EXTRACTED TEXT:
Happy Birthday Stephen King: Here’s a beginner’s guide to his books
American novelist Stephen King turns 70 today. In a career extending over four decades, King has written more than 60 books, with a new one almost every year. His sprawling oeuvre includes novels, novellas, and short stories set not just in the genre of horror (though he’s best known for that) but sci-fi, fantasy, thriller, detective fiction, drama and nonfiction. So if horror doesn’t excite you, there are many other works by King you could enjoy. Here’s a guide to five of his popular books, across genres, to get you started:
The Shining (1977)
Aspiring writer and recovering alcoholic Jack Torrance, signs up as caretaker at a Colorado hotel in the off season. He hopes the isolation will help him finish his play and reconnect with his wife and five-year-old son (who, unknown to the parents, is psychic). But after a snow storm cuts them off from the outside world, the hotel comes to life, throbbing with evil that is hell bent on possessing Torrance and making him murder his family. This is the most terrifying of all King’s horror novels, and was adapted as an iconic film in 1980 by Stanley Kubrick (starring Jack Nicholson as Torrance), which King hated. If you like The Shining, try its 2013 sequel, Doctor Sleep.

EXTRACTED DATA:
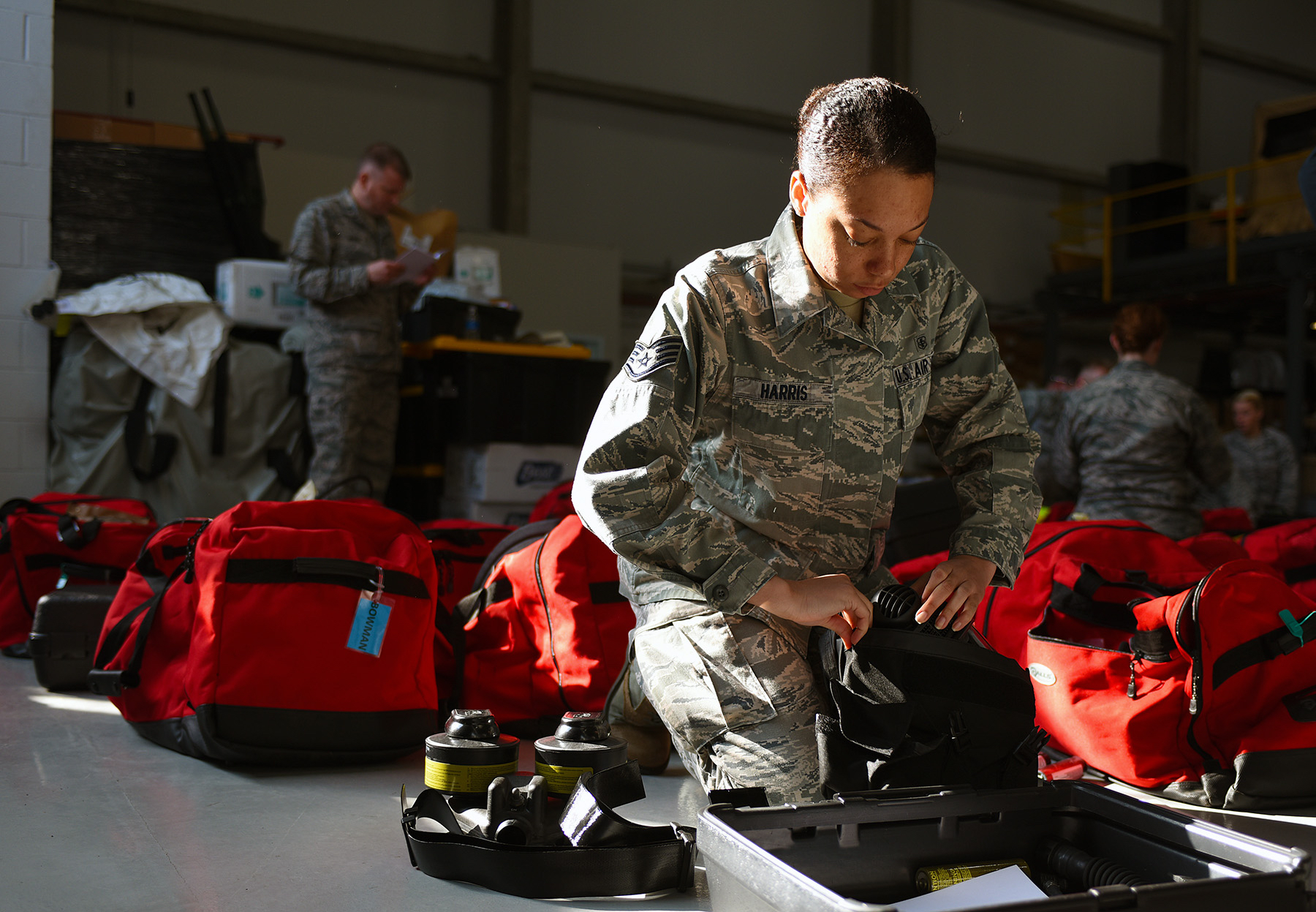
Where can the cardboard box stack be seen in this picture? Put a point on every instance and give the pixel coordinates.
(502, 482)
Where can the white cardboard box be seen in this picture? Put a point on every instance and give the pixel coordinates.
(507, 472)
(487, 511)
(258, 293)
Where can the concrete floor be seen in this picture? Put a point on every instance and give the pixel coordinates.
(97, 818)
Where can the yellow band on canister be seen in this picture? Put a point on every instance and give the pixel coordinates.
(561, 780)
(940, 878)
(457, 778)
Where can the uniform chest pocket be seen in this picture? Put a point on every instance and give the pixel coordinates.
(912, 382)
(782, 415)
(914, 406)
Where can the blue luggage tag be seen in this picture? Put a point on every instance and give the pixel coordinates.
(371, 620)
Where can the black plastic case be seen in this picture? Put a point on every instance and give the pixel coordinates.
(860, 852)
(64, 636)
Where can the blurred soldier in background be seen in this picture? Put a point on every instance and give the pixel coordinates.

ACTIONS TO TAKE:
1) Do these statements agree with the Stephen King birthday guide? For each, answer yes or no and quote the deciding words. (a) King has written more than 60 books. (b) The son's psychic gift is known to his parents. (c) King liked the 1980 film version of The Shining.
2) Write the next part of the Stephen King birthday guide, picking up after its last sentence.
The records stand apart from the Stephen King guide and have nothing to do with it.

ANSWERS BY ITEM:
1)
(a) Yes: "King has written more than 60 books"
(b) No: "who, unknown to the parents, is psychic"
(c) No: "which King hated"

2)
More on horror: Carrie (1974), Salem’s Lot (1975), Pet Sematary (1983), It (1986)
In this masterpiece of psychological horror, a bestselling novelist of Victorian romances meets his number one fan – who turns out to be his greatest nightmare. Paul Sheldon has just bumped off Misery Chastain, the sappy heroine of his popular series, and is set to foray into the more respected genre of crime fiction. Drunk, he drives his car off a cliff and is rescued by Annie Wilkes, a former nurse obsessed with the Misery series. As she nurses him back to health, the mentally disturbed Wilkes reads the last Misery novel and discovers what Sheldon has done. Hacking off one body part at a time, she forces Sheldon to write another book reviving Misery.
More thrillers: Dolores Claiborne (1992), The Girl Who Loved Tom Gordon (1999), The Colorado Kid (2005)
The Stand (1978)
In this horror/fantasy set in post-apocalyptic America, a deadly virus has wiped out most of humanity. The survivors search for a leader and eventually two factions arise. One is led by Mother Abigail, the spiritual leader of the Free Zone, who represents all that is good. The other is the group led by the sinister Randall Flagg. The narrative branches into multiple storylines as the two opposing groups head for a grand showdown in the desert of Nevada.
More sci-fi/fantasy: 11/22/63 (2011), The Eyes of the Dragon (1984), The Long Walk (1979), The Dark Tower series (1982-2012)
Rita Hayworth and the Shawshank Redemption (1982)
This popular tale of an epic prison break is one of King’s best from the non-horror canon. Credit is also due to the terrific film adaptation, The Shawshank Redemption (1994) by Frank Darabont, starring Tim Robbins and Morgan Freeman as Red.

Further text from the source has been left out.